Estratto della fonte:
Be’, sono cose che capitano.

Magari vi siete fidati della copertina, o conoscevate altre pubblicazioni della stessa casa editrice/discografica…

Certo, è anche imbarazzante dover ammettere di aver fatto un acquisto così incauto (a voler usare un eufemismo).


Be’, vedete… è la stessa cosa che è capitata a me.

Ecco, l’ho detto. Cosa penserete di me adesso?

Non importa. In queste pagine ho parlato di grandi cd, di grandi piper e di produzioni magari meno note ma comunque di alto livello.

Ogni tanto, però, bisogna pur parlare di cd meno grandi, di produzioni meno note e di livello meno alto.

E i piper? Saranno anch’essi meno grandi?

Piano, e ci arriveremo.

Ebbi con uno degli amici del BIG uno scambio di mail, a suo tempo, quando segnalai questo doppio cd della Recording Arts – Dejavu Retro sulla mailing list. Il sottotitolo recita: ‘The Music of Scotland’, e il mio interlocutore scrisse (giustamente) che si tratta del corrispettivo di ‘Carosello Napoletano’.

Aggiunse una cosa, in calce al suo messaggio: ‘Dobbiamo proprio parlare di questo cd?’ La mia opinione, ora come allora, è la stessa: sì.

Se non altro, per mettere in guardia potenziali acquirenti e/o interessati dallo spendere soldi inutilmente. Anche se, a volte…

Una parola sulla casa discografica. Probabilmente avrete visto questi cofanetti in vari negozi di dischi: sono ben curati, hanno una confezione sicuramente accattivante e, soprattutto, spaziano per ogni dove nel mare magnum della musica mondiale.

Nella serie ‘Gold Collection’ troverete dai cori degli Alpini a Edith Piaf, dal tango cantato di Carlos Gardel a Enrico Caruso, dalla musica tradizionale sarda a Rosa Balistreri, dai grandi del jazz al reggae, dalle musiche per film a Frank Sinatra e Woody Guthrie… ad alcune miscellanee di musiche irlandesi, scozzesi, bretoni, galiziane e via discorrendo. E devo dire di aver trovato buoni prodotti, in alcuni casi eccellenti, di cui non mi sono pentito.

Ne ho trovati tre relativi al mondo ‘celtico’: le miscellanee di cui sopra. Due di esse raccolgono brani provenienti dalle varie regioni di quell’area: la terza è questa, dedicata esclusivamente alla Scozia e al suo panorama musicale.
Le prime (celebrative dei 25 anni dell’etichetta Green Linnet) sono molto gradevoli: raccolgono brani eseguiti da artisti del calibro di Kornog, Capercaillie, Milladoiro ed altri, compresi i Tannahill Weavers.
Qua e là le atmosfere sono un po’ da musica new age ma, in fondo, non sono pesanti e non stancano l’ascoltatore.

La terza raccolta, invece, in alcuni punti è davvero insopportabile: un misto di country, liscio e hawaiana in lingua gaelica che, a sentirla, ti vien voglia di imparare il tiro al piattello (dove il piattello, ovviamente, è la coppia di cd).

Consegna e requisiti: Puoi prolungare la recensione del cd di musica scozzese a partire dal punto in cui si interrompe? Le righe riportate più avanti non hanno alcun legame con la recensione del cd di musica scozzese.

Dati estratti:
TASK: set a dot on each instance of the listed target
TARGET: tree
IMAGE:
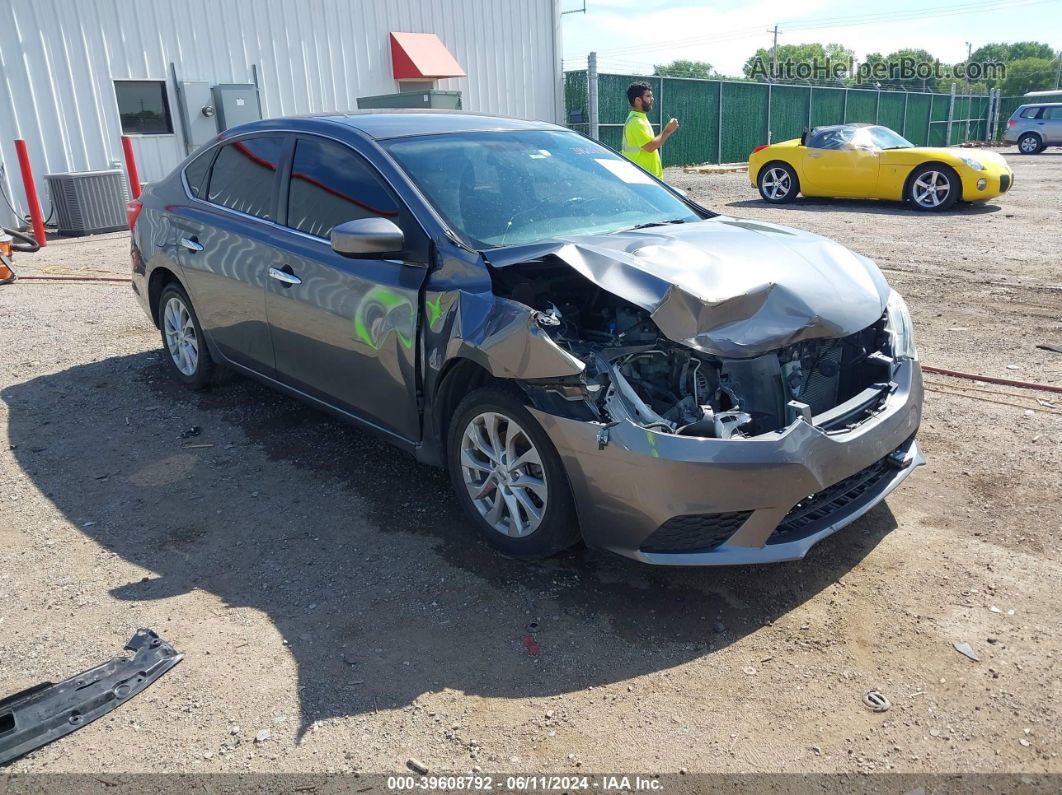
(1029, 74)
(1007, 53)
(1014, 51)
(699, 69)
(889, 70)
(808, 62)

Risultato finale:
Se qualcuno la sentisse prima di qualsiasi altra raccolta o album di musica scozzese, creerebbe nella sua mente una convinzione assolutamente distorta: se mi vado a scolare una birra nel saloon di Cactus Junction o mi diletto in una balera di Cesenatico o mi voglio godere il sole a Honolulu ascolterò questa musica! Che bello!

Tempo fa ho recensito un cd della Temple intitolato ‘A Celebration of Scottish Music’: quello era veramente rappresentativo del patrimonio musicale scozzese, là si sentiva davvero la passione del ricercatore e dello sperimentatore, mentre qui ci troviamo di fronte al folklorismo nei suoi aspetti più nefasti.

Allora (già sento le vostre voci gonfiarsi in un’unica, grande domanda): perché l’hai comprata?! E soprattutto, perché ne parli?

In primis, per la qualità delle altre raccolte comprate in precedenza, delle quali ho già detto, e delle quali aspettavo di trovare la stessa qualità.

In secundis, per le seguenti ragioni:

Queen’s Own Highlanders;

Shotts & Dykehead;

City of Glasgow Police Pipe Band;

Red Hackle

e le dodici tracce complessive, su un totale di quaranta, qui incise dalle suddette pipe band.

Degli altri gruppi e musicisti presenti nel doppio cd non avevo finora sentito parlare, ma sono bastate queste pipe band a dare il via alla crisi dell’acquisto compulsivo.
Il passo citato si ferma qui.